So it finally happened to me …

After seven-ish years in Lebanon, I got stuck in an elevator during a power cut. It was coming; I’d ridden my luck for too long.

It was a couple of nights ago as I was coming home after dinner with my friends and a few après-food drinks (digestifs certainly isn’t the right word, far too sophisticated).

I’d timed it to perfection, I had ten minutes until the cut, or so I thought.

Now, my apartment block is (much to my shame, as it looks like some sort of festive bordello) the only one on the street yet to take down our Christmas lights, so a twinkling Santa assured me that there was power as I hurriedly hit the button for the second floor. Two seconds later, “Thump”. No. No. This doesn’t happen to me. OK. Damn. Wait. Beseech anyone who’ll listen. Hit the button again. No. Santa’s dead. There’s no kahraba.

And I wonder why my generator bills are so high...
Pic from here.

So, after I had reflected on my stupidity at ignoring my own rules (No.’s 2 and 29), and wishing I hadn’t had that final cigarette, I soon wondered how to entertain myself. After contemplating the answer to the ultimate question of life, the universe and everything (contrary to what Douglas Adams will tell you, the answer’s cabbage and not 42), I was at a loss as to what to do.
But, I had my phone and thus 3G. While going through Google Reader I rapidly discovered that web comics, even the brilliant Happle Tea, get a tad tiresome when you’re sitting on your bag on the floor of an elevator underneath a shadowy effigy of the supposedly jolliest man on the planet. It occurred to me at that point how similar the names Santa and Satan are.

_Given records_

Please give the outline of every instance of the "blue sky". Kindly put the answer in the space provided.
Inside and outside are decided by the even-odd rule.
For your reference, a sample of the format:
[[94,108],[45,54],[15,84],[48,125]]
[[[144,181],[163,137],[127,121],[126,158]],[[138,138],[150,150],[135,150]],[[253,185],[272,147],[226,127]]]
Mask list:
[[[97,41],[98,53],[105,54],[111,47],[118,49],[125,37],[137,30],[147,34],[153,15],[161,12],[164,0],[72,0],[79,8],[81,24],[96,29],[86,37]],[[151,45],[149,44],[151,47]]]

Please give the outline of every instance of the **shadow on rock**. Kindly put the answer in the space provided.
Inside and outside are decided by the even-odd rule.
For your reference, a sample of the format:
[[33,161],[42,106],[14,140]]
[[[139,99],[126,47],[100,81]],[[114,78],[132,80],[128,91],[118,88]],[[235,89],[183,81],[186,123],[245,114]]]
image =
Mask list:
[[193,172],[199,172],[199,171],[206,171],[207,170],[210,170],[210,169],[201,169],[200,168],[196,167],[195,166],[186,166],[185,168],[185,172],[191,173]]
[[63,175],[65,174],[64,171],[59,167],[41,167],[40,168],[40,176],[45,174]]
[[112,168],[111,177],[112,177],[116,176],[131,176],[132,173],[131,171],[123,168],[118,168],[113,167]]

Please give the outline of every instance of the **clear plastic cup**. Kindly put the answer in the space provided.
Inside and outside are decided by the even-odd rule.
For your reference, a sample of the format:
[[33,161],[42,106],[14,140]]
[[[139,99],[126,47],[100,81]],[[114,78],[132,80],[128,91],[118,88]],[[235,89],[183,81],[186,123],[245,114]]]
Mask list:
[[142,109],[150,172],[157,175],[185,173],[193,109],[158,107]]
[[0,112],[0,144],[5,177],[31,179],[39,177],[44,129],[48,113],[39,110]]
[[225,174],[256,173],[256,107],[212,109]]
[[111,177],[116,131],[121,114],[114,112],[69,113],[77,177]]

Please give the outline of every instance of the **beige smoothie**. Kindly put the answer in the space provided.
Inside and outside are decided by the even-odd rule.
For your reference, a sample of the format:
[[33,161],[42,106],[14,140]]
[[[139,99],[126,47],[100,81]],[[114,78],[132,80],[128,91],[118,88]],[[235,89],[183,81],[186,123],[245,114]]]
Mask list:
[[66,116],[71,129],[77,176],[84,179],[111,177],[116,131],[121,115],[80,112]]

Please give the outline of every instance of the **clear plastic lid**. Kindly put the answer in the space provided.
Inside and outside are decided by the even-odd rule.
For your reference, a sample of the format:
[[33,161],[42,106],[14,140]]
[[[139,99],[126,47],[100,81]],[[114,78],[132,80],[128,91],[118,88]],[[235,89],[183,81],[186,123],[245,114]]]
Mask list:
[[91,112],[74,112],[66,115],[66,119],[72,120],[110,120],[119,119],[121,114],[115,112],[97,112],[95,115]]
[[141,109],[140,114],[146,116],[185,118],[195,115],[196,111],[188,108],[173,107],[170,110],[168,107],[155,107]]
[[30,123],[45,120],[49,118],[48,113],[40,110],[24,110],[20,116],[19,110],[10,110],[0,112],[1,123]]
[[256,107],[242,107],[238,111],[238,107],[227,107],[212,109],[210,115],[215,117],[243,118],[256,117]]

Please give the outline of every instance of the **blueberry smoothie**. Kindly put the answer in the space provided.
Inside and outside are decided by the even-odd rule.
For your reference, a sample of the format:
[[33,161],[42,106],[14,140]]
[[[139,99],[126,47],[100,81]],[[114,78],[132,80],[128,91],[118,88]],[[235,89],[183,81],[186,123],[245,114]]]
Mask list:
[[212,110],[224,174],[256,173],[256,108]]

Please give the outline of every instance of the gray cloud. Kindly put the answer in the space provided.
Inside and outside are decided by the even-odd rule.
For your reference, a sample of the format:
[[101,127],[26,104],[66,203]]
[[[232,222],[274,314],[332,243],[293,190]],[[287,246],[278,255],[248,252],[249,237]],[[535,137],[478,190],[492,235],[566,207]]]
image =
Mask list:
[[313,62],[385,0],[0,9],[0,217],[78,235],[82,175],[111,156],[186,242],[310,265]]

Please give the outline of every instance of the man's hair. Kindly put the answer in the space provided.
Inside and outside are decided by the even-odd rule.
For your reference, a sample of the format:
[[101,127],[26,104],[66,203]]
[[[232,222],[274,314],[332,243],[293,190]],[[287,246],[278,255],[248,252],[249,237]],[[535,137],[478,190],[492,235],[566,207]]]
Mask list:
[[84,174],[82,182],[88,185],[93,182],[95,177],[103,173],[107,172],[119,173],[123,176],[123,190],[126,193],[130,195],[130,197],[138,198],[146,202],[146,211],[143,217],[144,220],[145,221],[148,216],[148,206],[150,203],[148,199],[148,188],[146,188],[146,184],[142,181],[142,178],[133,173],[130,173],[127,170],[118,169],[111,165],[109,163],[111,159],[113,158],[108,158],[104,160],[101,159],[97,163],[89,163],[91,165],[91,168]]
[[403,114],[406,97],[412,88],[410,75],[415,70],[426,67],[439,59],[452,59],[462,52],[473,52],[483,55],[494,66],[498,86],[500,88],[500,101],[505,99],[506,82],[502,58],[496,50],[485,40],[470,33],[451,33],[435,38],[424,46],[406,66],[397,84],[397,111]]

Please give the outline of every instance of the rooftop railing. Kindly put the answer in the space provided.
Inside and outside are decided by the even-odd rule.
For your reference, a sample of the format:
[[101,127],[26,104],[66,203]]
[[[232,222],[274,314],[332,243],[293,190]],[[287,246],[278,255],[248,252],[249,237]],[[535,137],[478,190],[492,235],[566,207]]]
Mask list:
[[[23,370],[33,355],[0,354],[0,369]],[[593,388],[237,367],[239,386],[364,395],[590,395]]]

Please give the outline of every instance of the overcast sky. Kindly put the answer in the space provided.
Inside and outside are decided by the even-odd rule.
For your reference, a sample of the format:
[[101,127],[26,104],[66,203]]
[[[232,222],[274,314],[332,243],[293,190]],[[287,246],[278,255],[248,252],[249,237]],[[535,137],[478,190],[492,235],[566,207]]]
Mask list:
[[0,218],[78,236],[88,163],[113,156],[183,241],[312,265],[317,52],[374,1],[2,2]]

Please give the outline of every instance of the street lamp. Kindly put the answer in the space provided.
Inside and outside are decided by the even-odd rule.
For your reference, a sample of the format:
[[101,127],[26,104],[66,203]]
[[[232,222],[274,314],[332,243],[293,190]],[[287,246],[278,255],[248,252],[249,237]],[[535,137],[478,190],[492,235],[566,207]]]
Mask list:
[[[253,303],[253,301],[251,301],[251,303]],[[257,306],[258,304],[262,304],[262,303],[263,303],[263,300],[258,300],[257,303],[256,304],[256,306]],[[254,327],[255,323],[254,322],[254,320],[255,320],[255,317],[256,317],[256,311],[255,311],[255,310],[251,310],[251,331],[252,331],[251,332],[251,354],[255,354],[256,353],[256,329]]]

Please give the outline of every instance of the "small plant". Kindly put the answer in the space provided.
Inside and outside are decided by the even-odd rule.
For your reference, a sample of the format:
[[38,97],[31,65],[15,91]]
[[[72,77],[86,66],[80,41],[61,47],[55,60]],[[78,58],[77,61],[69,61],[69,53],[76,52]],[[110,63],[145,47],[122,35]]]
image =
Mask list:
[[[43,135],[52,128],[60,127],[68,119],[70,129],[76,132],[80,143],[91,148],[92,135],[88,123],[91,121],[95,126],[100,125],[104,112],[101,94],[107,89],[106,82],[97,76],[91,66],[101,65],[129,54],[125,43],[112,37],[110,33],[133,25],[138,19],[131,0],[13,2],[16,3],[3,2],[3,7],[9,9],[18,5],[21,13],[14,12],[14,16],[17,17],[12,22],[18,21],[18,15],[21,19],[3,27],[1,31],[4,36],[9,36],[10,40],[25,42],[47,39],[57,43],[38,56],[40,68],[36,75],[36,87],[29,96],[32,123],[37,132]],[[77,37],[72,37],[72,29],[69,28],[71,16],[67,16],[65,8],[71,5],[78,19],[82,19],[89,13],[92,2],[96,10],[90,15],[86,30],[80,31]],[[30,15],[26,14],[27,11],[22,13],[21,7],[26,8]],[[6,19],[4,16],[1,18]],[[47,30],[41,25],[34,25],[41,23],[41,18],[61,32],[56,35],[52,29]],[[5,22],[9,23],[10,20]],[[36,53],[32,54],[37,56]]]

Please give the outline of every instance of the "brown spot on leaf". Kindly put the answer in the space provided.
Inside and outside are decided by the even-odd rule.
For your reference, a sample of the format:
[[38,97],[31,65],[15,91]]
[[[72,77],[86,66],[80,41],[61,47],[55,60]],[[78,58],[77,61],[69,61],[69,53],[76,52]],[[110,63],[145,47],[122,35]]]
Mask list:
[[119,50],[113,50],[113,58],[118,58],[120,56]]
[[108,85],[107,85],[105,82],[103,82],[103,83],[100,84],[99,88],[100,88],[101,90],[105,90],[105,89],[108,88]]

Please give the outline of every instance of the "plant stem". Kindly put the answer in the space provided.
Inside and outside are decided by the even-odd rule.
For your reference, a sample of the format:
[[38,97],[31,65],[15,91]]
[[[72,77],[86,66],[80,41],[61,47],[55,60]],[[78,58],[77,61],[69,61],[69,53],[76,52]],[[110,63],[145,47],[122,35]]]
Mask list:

_Stated exercise 1_
In the elevator post, how long had the writer lived in Lebanon before getting stuck?
_Stated exercise 2_
Using the elevator post, explain why the writer believed there was power when pressing the elevator button.
_Stated exercise 3_
Sum up the elevator post in two sentences.

_Written reply 1_
About seven years ("seven-ish years").

_Written reply 2_
The writer thought there were still ten minutes until the power cut. The apartment block's Christmas lights were also still up, and a twinkling Santa seemed to confirm that the power was on.

_Written reply 3_
After about seven years in Lebanon, the writer got stuck in an elevator during a power cut while coming home from dinner with friends, having misjudged how much time was left before the cut. Sitting on the elevator floor, the writer regretted breaking personal rules and turned to a phone for entertainment, but found that even good web comics grew tiresome beneath the shadowy Santa decoration.